THE retrospective exhibition of the Society of American Artists was opened to the public in the new building of the Fine Arts Society in December. The exhibition consisted of works by the members, and some etchings and prints belonging to Mr. George W. Vanderbilt. The paintings and statuary filled the two larger galleries, the principal one of which is in all respects the finest gallery in the city. The society was formed in 1877, and the work shown represented the best efforts of the members since that date. The society includes a large proportion of the strongest and most progressive of our younger painters and sculptors. It was a happy thought, this retrospective exhibition, for it gave those pessimistic persons who find pleasure in decrying the work done in these days an effective quietus. True, we have many painters here in America, but there are artists among them, and of these we are justly proud.

The landscape men whose work was on view carried things well, in the impressionistic manner. They are enthusiastic over the getting of values in certain new ways, and they have almost succeeded in inducing one to believe in their way of “seeing" nature—almost, but not quite.

* Given instruction 1:
Duplicate the passage of the exhibition review from "The landscape men" up to and including "but not quite.".
* Given instruction 2:
According to the exhibition review, in what year was the Society of American Artists formed?
* Given instruction 3:
Can you resume the review of the Society of American Artists exhibition, carrying it on after its last sentence?
The lines that follow come from a different source than the exhibition review.

* Data provided:

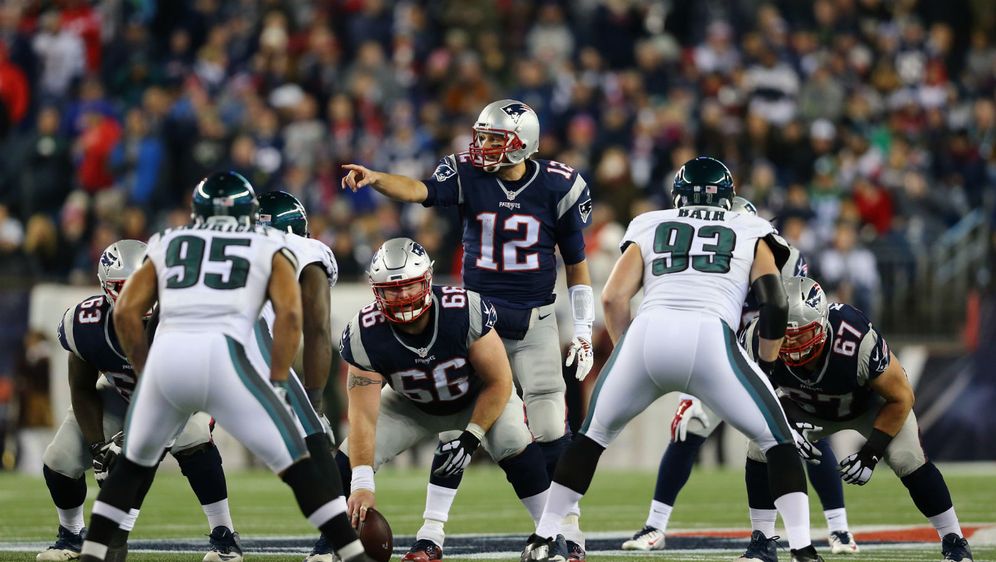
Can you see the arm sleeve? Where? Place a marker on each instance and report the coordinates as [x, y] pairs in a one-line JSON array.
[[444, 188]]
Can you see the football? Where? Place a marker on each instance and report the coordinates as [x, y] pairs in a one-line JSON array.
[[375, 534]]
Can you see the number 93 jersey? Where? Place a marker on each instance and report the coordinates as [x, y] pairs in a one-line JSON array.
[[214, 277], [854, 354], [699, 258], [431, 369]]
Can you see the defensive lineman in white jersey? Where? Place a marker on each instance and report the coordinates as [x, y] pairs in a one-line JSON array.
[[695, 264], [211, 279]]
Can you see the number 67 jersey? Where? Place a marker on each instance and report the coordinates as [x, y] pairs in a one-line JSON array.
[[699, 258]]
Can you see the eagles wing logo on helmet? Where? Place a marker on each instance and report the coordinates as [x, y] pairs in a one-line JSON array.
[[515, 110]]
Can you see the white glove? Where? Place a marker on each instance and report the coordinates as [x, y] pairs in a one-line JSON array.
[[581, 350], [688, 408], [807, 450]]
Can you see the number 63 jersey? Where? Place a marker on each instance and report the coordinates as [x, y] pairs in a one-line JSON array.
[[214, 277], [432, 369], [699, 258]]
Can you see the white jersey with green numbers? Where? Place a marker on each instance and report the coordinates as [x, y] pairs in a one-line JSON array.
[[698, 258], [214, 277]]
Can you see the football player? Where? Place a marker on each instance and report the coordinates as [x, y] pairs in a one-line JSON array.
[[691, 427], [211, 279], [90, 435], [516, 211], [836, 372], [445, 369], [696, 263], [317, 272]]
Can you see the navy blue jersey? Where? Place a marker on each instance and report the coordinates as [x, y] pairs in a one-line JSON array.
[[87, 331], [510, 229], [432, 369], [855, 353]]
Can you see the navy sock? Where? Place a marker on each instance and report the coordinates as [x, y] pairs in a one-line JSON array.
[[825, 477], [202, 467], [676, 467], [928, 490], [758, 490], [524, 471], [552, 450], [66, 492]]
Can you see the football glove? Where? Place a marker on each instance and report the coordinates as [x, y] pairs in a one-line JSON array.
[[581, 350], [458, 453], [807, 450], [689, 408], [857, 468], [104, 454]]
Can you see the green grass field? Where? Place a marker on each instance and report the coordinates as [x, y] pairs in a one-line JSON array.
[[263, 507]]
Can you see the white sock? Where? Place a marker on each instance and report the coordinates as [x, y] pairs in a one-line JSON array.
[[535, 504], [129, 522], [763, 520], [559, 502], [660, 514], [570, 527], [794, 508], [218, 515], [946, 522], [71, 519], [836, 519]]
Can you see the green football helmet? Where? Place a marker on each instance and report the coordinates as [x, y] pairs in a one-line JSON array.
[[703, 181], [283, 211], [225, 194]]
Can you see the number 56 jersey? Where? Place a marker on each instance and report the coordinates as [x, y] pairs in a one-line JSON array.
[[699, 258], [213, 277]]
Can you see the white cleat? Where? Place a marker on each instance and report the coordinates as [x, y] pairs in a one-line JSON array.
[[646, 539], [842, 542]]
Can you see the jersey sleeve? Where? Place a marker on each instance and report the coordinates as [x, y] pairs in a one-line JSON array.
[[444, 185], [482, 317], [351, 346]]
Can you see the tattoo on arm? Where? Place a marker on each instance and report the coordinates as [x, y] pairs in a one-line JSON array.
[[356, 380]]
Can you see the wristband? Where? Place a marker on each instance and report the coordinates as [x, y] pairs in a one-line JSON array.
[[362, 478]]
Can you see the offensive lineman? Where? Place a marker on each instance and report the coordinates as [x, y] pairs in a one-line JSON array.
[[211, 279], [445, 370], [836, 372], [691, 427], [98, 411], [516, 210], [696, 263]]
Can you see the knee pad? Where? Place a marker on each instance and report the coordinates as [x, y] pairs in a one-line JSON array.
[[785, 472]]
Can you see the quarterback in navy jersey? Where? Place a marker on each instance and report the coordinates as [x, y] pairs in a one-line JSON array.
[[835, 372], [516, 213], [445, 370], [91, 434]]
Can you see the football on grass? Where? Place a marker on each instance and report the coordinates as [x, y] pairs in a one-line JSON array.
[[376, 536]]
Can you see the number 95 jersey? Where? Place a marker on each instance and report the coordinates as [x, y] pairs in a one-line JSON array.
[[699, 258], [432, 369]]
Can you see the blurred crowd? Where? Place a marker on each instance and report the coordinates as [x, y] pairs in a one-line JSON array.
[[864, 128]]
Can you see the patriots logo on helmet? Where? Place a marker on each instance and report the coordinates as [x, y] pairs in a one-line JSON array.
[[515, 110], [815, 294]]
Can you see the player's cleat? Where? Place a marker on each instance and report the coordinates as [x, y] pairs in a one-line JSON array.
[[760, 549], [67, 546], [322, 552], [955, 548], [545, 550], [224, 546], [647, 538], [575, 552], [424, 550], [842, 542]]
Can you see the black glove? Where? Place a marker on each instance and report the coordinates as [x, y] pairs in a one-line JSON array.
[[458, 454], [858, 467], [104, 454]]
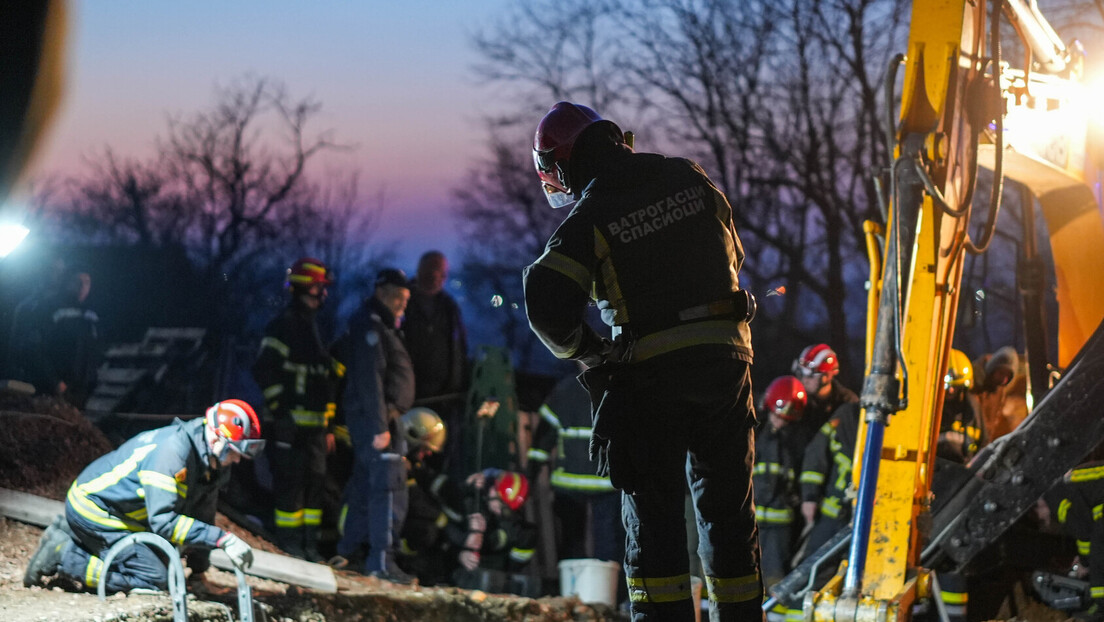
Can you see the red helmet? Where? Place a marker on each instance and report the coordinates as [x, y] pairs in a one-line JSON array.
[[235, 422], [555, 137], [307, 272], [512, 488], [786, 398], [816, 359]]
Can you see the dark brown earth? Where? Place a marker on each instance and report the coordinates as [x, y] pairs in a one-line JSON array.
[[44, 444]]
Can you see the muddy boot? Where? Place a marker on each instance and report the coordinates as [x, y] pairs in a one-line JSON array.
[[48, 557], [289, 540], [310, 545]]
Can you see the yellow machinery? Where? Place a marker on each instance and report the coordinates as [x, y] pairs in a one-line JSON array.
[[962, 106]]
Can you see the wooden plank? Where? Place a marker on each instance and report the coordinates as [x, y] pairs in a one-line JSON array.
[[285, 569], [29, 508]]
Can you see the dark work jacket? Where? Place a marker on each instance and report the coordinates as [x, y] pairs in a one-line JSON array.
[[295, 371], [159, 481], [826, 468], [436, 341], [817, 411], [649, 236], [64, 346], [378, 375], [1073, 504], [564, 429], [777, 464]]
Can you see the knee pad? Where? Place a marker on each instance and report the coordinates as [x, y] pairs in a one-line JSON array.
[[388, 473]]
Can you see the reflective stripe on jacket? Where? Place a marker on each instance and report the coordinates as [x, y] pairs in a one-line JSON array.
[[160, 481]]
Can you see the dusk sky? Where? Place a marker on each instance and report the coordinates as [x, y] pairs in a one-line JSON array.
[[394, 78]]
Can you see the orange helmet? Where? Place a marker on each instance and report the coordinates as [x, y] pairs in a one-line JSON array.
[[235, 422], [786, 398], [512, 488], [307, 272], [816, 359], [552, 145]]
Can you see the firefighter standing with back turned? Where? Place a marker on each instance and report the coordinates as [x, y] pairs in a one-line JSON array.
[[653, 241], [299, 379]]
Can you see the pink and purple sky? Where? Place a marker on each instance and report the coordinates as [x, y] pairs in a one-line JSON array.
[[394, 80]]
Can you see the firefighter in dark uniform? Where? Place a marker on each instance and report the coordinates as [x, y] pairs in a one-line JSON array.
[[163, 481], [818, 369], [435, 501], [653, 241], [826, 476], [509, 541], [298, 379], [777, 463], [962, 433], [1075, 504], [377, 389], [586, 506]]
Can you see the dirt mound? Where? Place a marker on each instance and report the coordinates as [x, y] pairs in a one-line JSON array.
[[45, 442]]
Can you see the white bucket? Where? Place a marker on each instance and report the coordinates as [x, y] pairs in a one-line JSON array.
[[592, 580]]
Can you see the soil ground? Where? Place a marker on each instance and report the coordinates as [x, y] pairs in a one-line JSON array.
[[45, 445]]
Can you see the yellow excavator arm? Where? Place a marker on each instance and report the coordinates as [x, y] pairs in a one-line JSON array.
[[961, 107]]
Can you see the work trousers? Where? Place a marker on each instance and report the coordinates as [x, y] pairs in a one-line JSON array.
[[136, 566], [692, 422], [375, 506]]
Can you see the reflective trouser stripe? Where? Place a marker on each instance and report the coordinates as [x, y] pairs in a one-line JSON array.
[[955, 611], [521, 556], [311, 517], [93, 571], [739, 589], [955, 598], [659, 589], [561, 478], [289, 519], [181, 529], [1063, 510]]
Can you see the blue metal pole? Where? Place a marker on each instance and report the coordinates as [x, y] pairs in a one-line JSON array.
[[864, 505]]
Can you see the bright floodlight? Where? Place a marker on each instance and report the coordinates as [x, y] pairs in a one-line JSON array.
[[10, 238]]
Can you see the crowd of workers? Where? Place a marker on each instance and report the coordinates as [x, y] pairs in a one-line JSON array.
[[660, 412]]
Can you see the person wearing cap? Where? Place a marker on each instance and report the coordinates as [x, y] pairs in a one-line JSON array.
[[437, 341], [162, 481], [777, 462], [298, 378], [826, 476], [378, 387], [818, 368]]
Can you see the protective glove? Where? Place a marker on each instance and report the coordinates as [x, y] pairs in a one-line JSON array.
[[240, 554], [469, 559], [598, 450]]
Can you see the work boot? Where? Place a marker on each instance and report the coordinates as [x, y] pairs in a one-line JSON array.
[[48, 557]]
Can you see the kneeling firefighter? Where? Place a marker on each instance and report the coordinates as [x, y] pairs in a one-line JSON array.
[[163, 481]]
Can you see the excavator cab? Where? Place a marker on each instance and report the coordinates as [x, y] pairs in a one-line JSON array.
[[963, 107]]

* Reply 1:
The landscape men whose work was on view carried things well, in the impressionistic manner. They are enthusiastic over the getting of values in certain new ways, and they have almost succeeded in inducing one to believe in their way of “seeing" nature—almost, but not quite.

* Reply 2:
1877

* Reply 3:
There were Mr. Twachtman's large, interesting, and badly hung landscape; Mr. Bunker's "Neglected Corner "; some good flower pieces by the women members. Mr. Wier's portrait of the "Young Man with a Gun," and his "Early Moonrise in Summer," in the new manner which he has adopted; Mr. Theodore Robinson's pretty girls, and his "Winter Landscape"; Mr. Homer Martin's "Old Manor "; Mr. Cox's "Flying Shadows"; Mr. Hassam's "Snowstorm," one of his cleverly handled street scenes; Mr. La Farge's "Fog Blowing in from the Sea," and his pre-Raphaelite "Study at Newport," with sheep and lambs disporting themselves; and Mr. Eakin's “Mending the Net," are all interesting, very diverse in method, and both thoughtful and artful.

Then there are the figure painters: Mr. Whistler's "Anglo-Japanese Ladies," pleasant persons well painted; Mr. Walker's "Pandora," Mr. La Farge's "Venus Anadyomene," and the late William Hunt's "Boy and Butterfly," Mr. Blashfield's more or less happy and huge "Christmas Bells," Mr. Dewing's "Prelude,” and Mr. Wier's mystical “Open Book.”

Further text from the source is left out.